[Exercise]: List every line in the entries below that contains the string "grille".

[Extracted records]:
— begin —

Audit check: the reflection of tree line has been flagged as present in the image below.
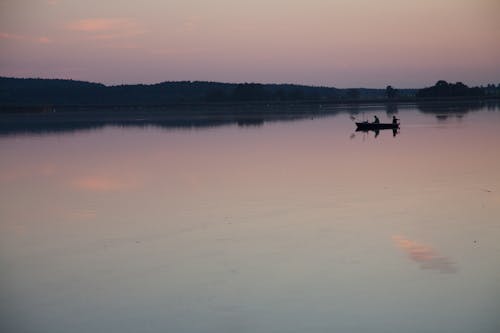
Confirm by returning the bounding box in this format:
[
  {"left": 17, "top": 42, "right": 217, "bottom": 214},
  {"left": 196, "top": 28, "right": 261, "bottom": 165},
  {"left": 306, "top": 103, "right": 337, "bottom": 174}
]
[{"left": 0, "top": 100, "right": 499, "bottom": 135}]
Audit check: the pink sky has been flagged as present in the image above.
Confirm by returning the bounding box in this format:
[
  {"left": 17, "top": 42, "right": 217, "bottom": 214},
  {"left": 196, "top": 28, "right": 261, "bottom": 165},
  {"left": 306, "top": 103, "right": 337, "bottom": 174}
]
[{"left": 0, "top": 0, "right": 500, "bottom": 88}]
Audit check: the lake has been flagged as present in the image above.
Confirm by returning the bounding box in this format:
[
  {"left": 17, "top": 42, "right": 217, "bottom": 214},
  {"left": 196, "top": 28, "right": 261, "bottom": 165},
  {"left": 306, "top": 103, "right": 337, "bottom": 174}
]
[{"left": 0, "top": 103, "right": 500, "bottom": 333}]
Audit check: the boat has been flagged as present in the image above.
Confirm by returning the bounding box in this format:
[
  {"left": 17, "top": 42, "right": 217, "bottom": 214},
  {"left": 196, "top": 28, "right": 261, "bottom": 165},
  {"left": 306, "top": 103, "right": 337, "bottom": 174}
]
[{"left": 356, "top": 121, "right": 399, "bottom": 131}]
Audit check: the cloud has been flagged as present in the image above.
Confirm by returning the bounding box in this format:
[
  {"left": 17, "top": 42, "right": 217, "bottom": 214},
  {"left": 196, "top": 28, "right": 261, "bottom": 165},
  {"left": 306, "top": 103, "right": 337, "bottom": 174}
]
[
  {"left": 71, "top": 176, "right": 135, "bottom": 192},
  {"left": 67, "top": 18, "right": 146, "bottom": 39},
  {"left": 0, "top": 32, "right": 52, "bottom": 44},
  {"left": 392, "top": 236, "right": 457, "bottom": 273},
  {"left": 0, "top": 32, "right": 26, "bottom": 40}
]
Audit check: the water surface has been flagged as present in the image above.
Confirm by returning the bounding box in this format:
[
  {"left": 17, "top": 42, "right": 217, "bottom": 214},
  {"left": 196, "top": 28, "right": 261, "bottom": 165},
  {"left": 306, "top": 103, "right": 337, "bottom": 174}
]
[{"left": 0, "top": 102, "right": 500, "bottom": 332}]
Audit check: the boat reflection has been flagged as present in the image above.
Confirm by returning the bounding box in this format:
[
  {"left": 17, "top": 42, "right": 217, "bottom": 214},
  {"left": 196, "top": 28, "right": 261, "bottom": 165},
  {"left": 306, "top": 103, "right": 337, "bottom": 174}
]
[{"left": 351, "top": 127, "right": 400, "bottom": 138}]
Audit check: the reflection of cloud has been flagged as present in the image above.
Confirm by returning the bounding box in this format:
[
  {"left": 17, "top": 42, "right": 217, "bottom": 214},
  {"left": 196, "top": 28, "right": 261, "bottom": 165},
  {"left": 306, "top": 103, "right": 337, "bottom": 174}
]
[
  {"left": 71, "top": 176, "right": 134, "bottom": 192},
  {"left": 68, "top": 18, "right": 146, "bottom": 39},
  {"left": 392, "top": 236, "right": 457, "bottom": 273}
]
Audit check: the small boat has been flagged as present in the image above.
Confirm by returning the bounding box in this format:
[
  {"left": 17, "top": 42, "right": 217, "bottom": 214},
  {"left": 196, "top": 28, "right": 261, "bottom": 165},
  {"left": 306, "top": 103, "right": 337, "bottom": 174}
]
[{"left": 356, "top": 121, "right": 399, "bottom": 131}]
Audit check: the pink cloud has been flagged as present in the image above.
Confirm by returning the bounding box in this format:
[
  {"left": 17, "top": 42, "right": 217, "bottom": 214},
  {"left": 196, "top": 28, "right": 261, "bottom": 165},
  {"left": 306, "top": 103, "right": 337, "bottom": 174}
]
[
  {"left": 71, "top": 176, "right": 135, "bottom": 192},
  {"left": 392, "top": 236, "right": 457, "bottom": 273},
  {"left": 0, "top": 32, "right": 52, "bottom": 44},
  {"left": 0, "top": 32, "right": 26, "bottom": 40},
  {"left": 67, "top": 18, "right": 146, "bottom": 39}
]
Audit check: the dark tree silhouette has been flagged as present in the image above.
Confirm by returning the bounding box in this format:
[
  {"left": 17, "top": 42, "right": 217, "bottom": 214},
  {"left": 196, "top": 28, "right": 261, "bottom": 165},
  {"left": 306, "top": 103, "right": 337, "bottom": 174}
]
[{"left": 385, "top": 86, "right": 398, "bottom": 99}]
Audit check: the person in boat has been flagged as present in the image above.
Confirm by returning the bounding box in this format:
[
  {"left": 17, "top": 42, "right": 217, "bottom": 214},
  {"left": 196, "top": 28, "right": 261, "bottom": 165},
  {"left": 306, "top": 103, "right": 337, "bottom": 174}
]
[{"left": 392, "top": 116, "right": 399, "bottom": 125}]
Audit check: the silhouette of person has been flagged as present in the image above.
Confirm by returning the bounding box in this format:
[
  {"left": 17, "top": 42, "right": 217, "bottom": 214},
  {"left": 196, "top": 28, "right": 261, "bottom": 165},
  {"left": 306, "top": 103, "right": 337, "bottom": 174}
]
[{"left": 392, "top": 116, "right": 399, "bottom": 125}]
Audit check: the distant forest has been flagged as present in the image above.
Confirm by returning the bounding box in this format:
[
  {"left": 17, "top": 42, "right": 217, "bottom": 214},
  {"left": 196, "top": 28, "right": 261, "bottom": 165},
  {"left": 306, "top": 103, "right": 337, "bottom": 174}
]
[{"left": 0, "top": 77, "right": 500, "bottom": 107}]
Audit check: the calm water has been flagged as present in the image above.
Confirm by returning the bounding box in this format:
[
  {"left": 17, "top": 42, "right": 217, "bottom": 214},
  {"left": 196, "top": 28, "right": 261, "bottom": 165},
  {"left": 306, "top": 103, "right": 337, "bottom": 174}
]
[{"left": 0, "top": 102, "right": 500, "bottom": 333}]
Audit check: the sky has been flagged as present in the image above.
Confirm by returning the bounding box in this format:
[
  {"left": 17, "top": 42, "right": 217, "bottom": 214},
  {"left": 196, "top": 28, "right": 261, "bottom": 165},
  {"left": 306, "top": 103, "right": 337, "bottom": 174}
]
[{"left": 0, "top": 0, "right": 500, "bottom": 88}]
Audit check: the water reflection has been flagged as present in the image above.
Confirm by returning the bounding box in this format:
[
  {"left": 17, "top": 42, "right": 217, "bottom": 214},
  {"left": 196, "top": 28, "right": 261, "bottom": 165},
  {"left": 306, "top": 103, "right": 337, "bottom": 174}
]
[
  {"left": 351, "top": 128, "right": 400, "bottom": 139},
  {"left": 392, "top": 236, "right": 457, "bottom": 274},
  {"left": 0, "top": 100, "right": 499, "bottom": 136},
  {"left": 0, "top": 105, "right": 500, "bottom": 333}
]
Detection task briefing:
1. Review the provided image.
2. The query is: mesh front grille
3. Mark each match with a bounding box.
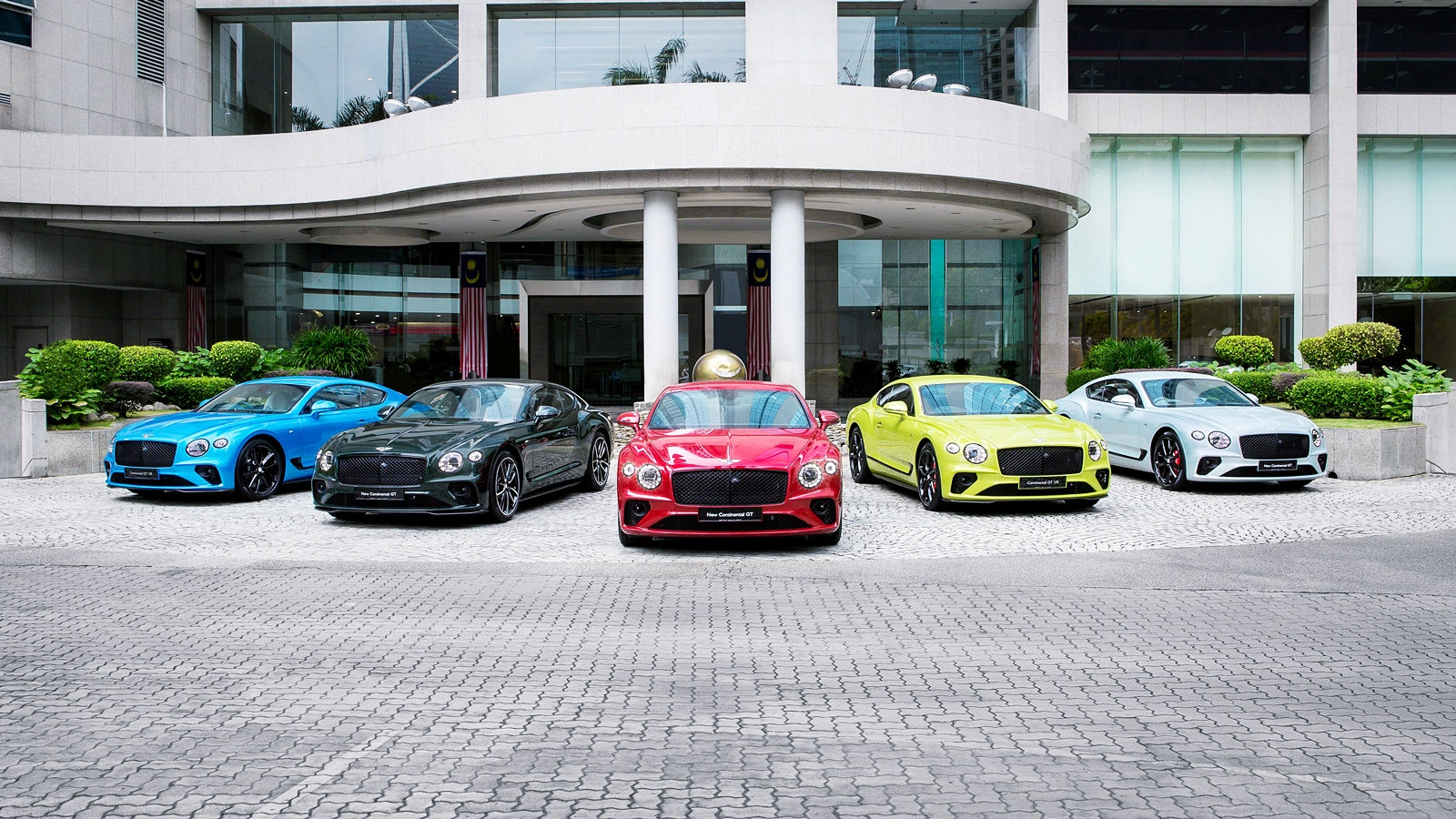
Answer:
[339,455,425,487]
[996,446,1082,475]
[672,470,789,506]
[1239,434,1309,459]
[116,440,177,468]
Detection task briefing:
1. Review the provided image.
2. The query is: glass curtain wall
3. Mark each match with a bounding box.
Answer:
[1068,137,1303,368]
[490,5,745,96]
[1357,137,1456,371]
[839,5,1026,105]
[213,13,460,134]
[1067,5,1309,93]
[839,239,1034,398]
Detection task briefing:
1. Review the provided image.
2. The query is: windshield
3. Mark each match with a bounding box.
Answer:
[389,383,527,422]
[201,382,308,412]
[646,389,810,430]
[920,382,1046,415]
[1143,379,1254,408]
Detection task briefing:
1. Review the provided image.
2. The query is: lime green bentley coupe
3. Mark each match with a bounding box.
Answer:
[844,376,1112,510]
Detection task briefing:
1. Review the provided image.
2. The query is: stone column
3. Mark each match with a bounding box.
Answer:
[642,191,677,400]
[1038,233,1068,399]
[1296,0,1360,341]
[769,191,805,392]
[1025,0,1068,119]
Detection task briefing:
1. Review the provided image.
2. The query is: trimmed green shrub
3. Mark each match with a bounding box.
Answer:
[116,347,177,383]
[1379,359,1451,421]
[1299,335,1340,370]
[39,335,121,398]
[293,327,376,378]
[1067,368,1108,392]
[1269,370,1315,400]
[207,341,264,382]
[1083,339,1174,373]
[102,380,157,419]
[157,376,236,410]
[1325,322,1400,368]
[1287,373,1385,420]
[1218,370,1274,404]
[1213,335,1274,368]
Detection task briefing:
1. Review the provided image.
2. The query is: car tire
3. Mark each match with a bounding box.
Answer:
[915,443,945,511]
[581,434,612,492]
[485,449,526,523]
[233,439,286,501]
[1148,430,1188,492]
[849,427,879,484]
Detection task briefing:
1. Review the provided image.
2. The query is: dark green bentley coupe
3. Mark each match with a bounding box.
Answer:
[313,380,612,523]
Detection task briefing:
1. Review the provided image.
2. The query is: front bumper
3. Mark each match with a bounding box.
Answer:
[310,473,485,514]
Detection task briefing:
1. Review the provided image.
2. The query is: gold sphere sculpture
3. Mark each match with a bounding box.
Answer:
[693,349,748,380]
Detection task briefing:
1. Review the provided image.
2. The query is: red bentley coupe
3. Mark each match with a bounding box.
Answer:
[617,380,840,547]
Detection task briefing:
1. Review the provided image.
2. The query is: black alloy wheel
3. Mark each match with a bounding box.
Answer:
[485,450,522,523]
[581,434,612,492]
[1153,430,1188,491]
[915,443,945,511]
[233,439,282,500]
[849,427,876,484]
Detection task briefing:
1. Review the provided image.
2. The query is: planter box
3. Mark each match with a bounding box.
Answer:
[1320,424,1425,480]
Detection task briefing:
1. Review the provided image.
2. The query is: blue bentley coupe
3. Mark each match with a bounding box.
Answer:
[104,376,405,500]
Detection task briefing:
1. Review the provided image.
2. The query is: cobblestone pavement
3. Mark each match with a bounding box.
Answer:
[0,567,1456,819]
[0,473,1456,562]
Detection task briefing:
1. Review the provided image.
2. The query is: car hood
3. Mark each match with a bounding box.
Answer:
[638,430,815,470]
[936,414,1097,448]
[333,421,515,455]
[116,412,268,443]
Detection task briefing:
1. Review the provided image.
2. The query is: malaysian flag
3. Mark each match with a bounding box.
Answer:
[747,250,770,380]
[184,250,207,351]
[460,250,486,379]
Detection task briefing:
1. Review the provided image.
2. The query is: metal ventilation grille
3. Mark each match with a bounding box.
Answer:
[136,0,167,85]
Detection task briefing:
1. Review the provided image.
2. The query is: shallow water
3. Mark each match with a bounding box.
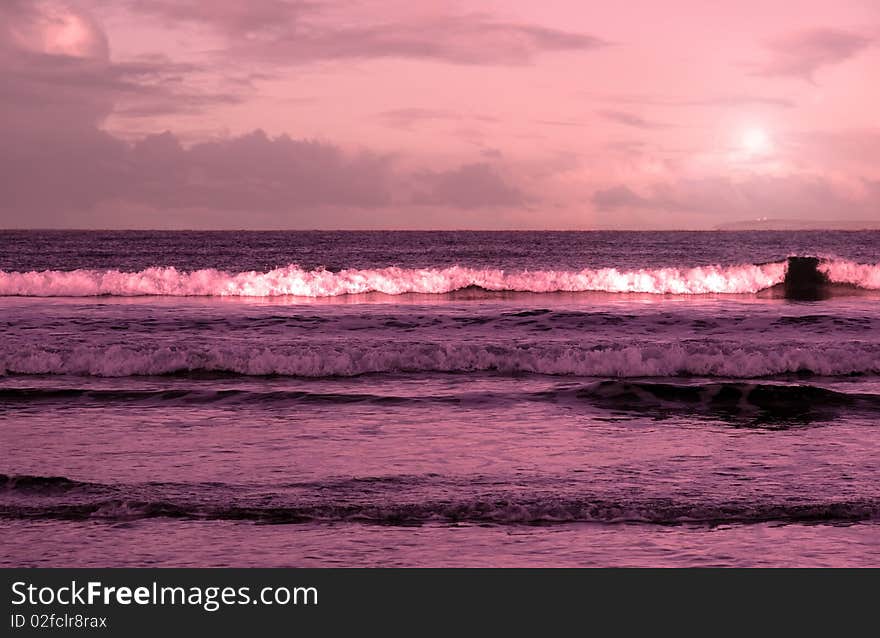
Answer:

— end —

[Result of this task]:
2. The query is: mesh front grille
2. The query is: metal ventilation grille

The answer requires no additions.